### Data records
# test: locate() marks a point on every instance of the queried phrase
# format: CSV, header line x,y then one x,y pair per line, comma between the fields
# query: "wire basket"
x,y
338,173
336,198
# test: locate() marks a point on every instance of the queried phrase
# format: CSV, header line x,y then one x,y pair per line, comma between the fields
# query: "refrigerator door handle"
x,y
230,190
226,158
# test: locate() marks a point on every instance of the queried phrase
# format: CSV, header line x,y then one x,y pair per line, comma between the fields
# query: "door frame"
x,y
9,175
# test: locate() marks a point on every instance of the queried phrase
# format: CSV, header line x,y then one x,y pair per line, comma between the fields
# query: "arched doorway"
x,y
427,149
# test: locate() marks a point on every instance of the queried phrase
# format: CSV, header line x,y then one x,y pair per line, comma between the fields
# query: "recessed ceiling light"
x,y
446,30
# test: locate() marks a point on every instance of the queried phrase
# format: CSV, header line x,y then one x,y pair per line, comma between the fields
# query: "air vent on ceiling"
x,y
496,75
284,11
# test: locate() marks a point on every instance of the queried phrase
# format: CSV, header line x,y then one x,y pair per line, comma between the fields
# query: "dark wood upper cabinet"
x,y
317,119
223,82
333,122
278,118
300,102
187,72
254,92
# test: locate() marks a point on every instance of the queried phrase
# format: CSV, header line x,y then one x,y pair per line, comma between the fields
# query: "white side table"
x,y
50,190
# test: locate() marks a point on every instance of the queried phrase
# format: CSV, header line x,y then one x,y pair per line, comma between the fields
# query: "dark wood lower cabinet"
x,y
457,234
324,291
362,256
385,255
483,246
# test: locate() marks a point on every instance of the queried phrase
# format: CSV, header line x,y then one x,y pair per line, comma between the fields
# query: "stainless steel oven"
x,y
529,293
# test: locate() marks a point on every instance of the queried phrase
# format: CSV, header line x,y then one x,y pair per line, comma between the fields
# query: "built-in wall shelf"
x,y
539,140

### Exercise aim
Set down the entire listing above again, word for word.

### Your solution
# test: locate() marks a point on every instance of the queried phrase
# format: CSV, header line x,y then one x,y pair per line, comma between the fields
# query: "wire basket"
x,y
338,173
336,198
# test: locate() marks a point on every instance of the queried phrase
# format: CSV, header line x,y then one x,y pair per line, comma between the fields
# query: "refrigerator door handle"
x,y
230,190
226,158
# test: locate() marks a point on every instance of the queried phrase
# format: CSV, header line x,y then one x,y pair per line, comma between the fields
# query: "door frame"
x,y
9,175
# test: locate() marks a point on every instance of the queried phrase
# format: CSV, header line x,y then one x,y pair per line, comma between the fields
# query: "arched doorway"
x,y
427,149
# test: locate() marks a point on every instance of the queried phrase
# format: CSV, header line x,y then one x,y pair per line, comma between the fields
# query: "recessed ceiling light"
x,y
446,30
# test: locate() marks a point on every instance of the queried phrase
# format: CSV, header line x,y then one x,y pair per line, comma between the fields
# query: "air vent on ceiling"
x,y
496,75
284,11
# test: locate() marks a point on every instance of the queried phrase
# format: CSV, header line x,y then one x,y pair per line, comma between the fields
# query: "dark wood upper cabinet"
x,y
317,119
223,82
333,122
278,118
300,102
187,72
254,92
# test: locate() marks a point on every instance of the queried phrase
# format: CSV, header line x,y then one x,y pair per line, comma between the fields
# query: "white side table"
x,y
50,190
# test: locate() marks a point on every instance of the queried phrase
# format: CSV, header line x,y then one x,y pair per line, comma between the fields
# query: "dark wood lower cabinet"
x,y
457,234
324,291
362,256
385,255
483,246
# test: locate() marks a point on every instance of the queried phrase
# format: CSV, header line x,y then one x,y pair per line, comma between the fields
# query: "stainless steel oven"
x,y
529,293
# test: locate() marks a point on every instance of the queried phrase
# format: CSV, header line x,y then one x,y pair per line, comma between the fields
# query: "built-in wall shelf"
x,y
539,140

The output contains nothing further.